### PAGE EXCERPT:
* start *
With research showing that approximately 75% recidivism rate in the USA, there's significant room for improvement, when effective programs and technology are deployed. We're excited about the growth we are experiencing and about the growing demand for our products.

After several years to which we transitioned from our legacy business to the IoT tracking and attenders business, we're happy to show the shift in nice growth in revenue and profit. We believe that we're well-positioned for continued expansion by capitalizing on the many new opportunities that lay before us.

These are being driven by multiple factors, including our strong presence reputation in the U.S. and European markets, the countercyclical nature of the electronic monitoring industry, the growing public policy shift to monitoring instead of incarceration, and the growing adaption of the method violence prevention solutions.

We anticipate sustained growth by expanding our market share in the U.S. and Europe. Our commitment to preserving our technology advantages and robust growth foundations remain steadfast as we continue to invest and the investment will support the expansion into more locations. With that, I'll turn the call over to the operator to open for questions.

Operator?.

Operator

[Operator Instructions] Your first question for today is from Matthew Galinko with Maxim Group..

Matthew Galinko

Hi, good morning. Thanks for taking my questions. Maybe, if we could -- I guess congrats on the strong quarter. In terms of the, I think you mentioned adding to sales and marketing, and I think we see that in this quarter's operating expenses. Do you expect to add more like quota-carrying sales reps for the U.S.

market or what sorts of investments are you making or do you plan to make in the U.S.?.

Ordan Trabelsi President, Chief Executive Officer & Director

What was the first part of the question for the quota carrying part on sales force?.

Matthew Galinko

Yes, really just focused on what the investments, are that you'll plan to make. I think you mentioned that there's like $150,000 increase sequentially of spend in sales and marketing..

Ordan Trabelsi President, Chief Executive Officer & Director

Year-over-year, sorry..

Matthew Galinko

Yes.

I guess really the focus of the question is about what your plans are there for the second half of the year and particularly, if you're adding to the sales force or what the investments are?.

Ordan Trabelsi President, Chief Executive Officer & Director

In general, we're seeing good traction in the U.S. In Europe, we've been running a lot of projects just by bidding remotely. We haven't had much of quota carrying sales team in the European market. We've bid on a national level.

In the U.S., it's more fragmented and while there is RFP related wins that are possible through state tenders and others, a lot of it is going through the resellers or through the county agencies. For that, we also leverage quota-carrying salespeople.
* end *
### STATED PROBLEM A:
According to the earnings call excerpt, what approximate recidivism rate in the USA does research show?
### STATED PROBLEM B:
Set down the earnings call excerpt word for word, everything from "market or what" down to "sales and marketing..".
### STATED PROBLEM C:
Resume the earnings call transcript after its final sentence and extend it.

### SOURCE MATERIAL:
* start *
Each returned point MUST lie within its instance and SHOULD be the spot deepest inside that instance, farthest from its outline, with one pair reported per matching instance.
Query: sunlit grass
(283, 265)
* end *
### EXERCISE OUTPUT A:
Approximately 75%.

### EXERCISE OUTPUT B:
market or what sorts of investments are you making or do you plan to make in the U.S.?.

Ordan Trabelsi President, Chief Executive Officer & Director

What was the first part of the question for the quota carrying part on sales force?.

Matthew Galinko

Yes, really just focused on what the investments, are that you'll plan to make. I think you mentioned that there's like $150,000 increase sequentially of spend in sales and marketing..

### EXERCISE OUTPUT C:
We started expanding the team, and that means the actual portal can so first and then the support behind the person and the tech support call center and monitoring support, everything that is related to deploying these services to fragmented markets. We continue to invest in that and we expect, as sales grow to continue to bring on more personnel.

We did it in a gradual fashion so that we could see that things are going effectively and people are utilizing their resources properly and growing their sales..

Matthew Galinko

Got it. Very good..

Ordan Trabelsi President, Chief Executive Officer & Director

We also added in Q3 more people to the sales team in the U.S. and there's sufficient for a little bit more addition by the end of the year and that should support our growth for the coming years and together with that more so people, but step-by-step..

Operator

Your next question for today is from Ken Wyner (ph) with Alton Capital..

Unidentified Analyst

Hi, good morning. I've been a stockholder in the company for a long time and I don't really understand a couple of things.

First of all, when is the long-term debt due, I mean, you have about $29 million in long-term debt? What are the dates of that? What are the due dates on that?.

Ordan Trabelsi President, Chief Executive Officer & Director

Sorry.

Which part of that?.

Unidentified Analyst

The long-term debt..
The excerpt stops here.